===== Excerpt to read

Frankly, I think the reason a lot of clubs haven't gone to that arrangement is they need the cash flow from existing members (i.e., can't afford to let them out) and need the money from new deposits (i.e., don't want to pay all of the new deposits out to the resigning members).  This is particularly the case with clubs that have no guidelines on what can be done with new deposits.  I have no way of knowing this, but I'm cynical enough now to believe it.


----------



## Kagehitokiri2

which could be avoided by allowing members to sell DIRECTLY. which im not sure DHH did, thinking back. or m private residences...?

(hideaways club seems clear that when you find a buyer, that buyer is going to pay the current price, and you simply avoid the 5% "marketing" fee.)

and if you allow that, you could make it nonrefundable as well. that forces people to resell themselves though, while not ensuring members are committed.

thinking about it, if *PerryM* etc want ability to resell directly, it either has to be nonrefundable in that event, or nonrefundable all the time. DHH still gave you 80% current, so that must mean that the new person coming in was paying the current price..

thats how it is with RC DC. fractionals/home = deeded. portfolio = "deeded." and neither is refundable. you have to sell yourself, and RC has ROFR.

==========
===== Material shown

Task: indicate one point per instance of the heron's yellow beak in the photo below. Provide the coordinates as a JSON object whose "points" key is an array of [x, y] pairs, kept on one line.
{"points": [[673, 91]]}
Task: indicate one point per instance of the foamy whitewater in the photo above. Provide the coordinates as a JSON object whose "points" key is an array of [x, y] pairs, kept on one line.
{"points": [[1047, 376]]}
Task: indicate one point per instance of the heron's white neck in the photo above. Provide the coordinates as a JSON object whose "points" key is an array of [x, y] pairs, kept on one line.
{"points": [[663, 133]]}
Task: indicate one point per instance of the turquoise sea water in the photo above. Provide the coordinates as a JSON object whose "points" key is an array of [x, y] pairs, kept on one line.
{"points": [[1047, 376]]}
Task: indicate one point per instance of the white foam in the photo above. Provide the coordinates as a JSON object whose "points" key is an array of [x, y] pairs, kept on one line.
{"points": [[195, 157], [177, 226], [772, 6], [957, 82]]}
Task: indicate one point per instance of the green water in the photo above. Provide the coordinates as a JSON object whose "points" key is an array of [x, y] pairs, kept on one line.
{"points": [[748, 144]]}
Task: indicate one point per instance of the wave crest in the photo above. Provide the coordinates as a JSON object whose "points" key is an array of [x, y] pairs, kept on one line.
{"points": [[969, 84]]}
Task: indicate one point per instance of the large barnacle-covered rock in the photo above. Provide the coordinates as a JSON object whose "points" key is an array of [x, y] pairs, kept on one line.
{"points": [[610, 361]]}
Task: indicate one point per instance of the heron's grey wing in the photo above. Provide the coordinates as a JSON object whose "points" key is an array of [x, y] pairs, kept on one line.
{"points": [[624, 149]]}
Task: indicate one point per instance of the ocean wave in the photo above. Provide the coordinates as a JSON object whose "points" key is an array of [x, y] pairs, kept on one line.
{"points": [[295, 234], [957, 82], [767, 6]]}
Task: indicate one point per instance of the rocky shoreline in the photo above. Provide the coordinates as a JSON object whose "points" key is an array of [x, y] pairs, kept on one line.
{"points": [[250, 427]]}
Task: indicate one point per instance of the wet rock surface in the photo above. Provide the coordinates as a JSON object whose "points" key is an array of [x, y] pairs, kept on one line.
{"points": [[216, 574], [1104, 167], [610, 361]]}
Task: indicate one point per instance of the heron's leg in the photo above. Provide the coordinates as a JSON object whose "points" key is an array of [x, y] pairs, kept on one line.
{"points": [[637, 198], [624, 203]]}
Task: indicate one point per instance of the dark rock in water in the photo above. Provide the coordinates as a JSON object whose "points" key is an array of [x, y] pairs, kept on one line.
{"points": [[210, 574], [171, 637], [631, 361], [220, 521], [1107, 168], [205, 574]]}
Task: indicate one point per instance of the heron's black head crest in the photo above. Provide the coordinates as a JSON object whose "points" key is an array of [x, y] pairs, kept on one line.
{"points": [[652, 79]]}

==========

**To be done**:
1. Reproduce word for word the passage of the club deposit discussion from "(hideaways club seems" to "RC has ROFR.".
2. Proceed with the club deposit discussion by writing what comes after its final sentence.

**Written responses**:
1.
(hideaways club seems clear that when you find a buyer, that buyer is going to pay the current price, and you simply avoid the 5% "marketing" fee.)

and if you allow that, you could make it nonrefundable as well. that forces people to resell themselves though, while not ensuring members are committed.

thinking about it, if *PerryM* etc want ability to resell directly, it either has to be nonrefundable in that event, or nonrefundable all the time. DHH still gave you 80% current, so that must mean that the new person coming in was paying the current price..

thats how it is with RC DC. fractionals/home = deeded. portfolio = "deeded." and neither is refundable. you have to sell yourself, and RC has ROFR.

2.
speaking of which, how does gaming ROFR work? marriott does it for timeshares, so im sure its the exact same setup for RC DC.

***

of course OTOH most of the clubs with caps (not sure if that includes Q) go to 1:1 when full. and lusso even had a time guarantee when full. (18 months or something?)


----------



## SciFrog

Q is 3:1 but they reset the resignation list for new members... *If* they enforce the cap, it will be 1:1, the club if way over halfway mark to be capped (800 full Q5 members or 1,000 member, whichever comes first).


----------



## Kagehitokiri2

SciFrog said:


> Q is 3:1 but they reset the resignation list for new members... *If* they enforce the cap, it will be 1:1, the club if way over halfway mark to be capped (800 full Q5 members or 1,000 member, whichever comes first).



seem to recall another club talking about resetting resignation list for new members as well.

interesting from sherpa >
http://www.sherpareport.com/destination-clubs/3-largest-destination-clubs-20310.html.html


> Quintess sells memberships equivalent to 225 nights per homes


that would be 5 Q6. article also gives holiday pricing for Q2 > Q7.


----------



## TarheelTraveler

PerryM said:


> Is there a handy-dandy chart of this for ALL DC's out there?
> 
> With a Points DC ALL members who want to sell their memberships immediately start to get a check as Points are sold.
> 
> e.g.
> I own 20,000 Points which I paid $10 for a few years ago and a divorce court requires immediate selling of 10,000 Points.
> 
> 5 other members need to sell Points too and so does the DC.
> 
> 1 Point sells for $7 now (after decrease of the value of the yearly appraisal).
> 
> Another member want's to buy 7,000 more Points.
> 
> Out of those 7,000 Points I get to liquidate 1,000 Points (7 of us selling at the same time)  and a check is cut for $7,000 to me minus a small processing fee.  The other 5 members get $7,000 checks too as does the DC.
> 
> This is instant liquidation of memberships as each new sale is made.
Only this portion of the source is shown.